Items drawn from a data source ->
begin
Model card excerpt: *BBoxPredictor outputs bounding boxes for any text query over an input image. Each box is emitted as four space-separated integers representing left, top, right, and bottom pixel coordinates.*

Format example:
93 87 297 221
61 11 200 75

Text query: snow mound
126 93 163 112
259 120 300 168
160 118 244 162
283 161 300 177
end
Directions -> Reproduce all of the material above line for line, leaving every character unchanged.

Solution below ->
Model card excerpt: *BBoxPredictor outputs bounding boxes for any text query over an input image. Each box is emitted as four space-separated integers representing left, top, right, and bottom pixel coordinates.*

Format example:
93 87 297 221
61 11 200 75

Text query: snow mound
126 93 163 112
259 120 300 168
160 118 244 162
283 161 300 177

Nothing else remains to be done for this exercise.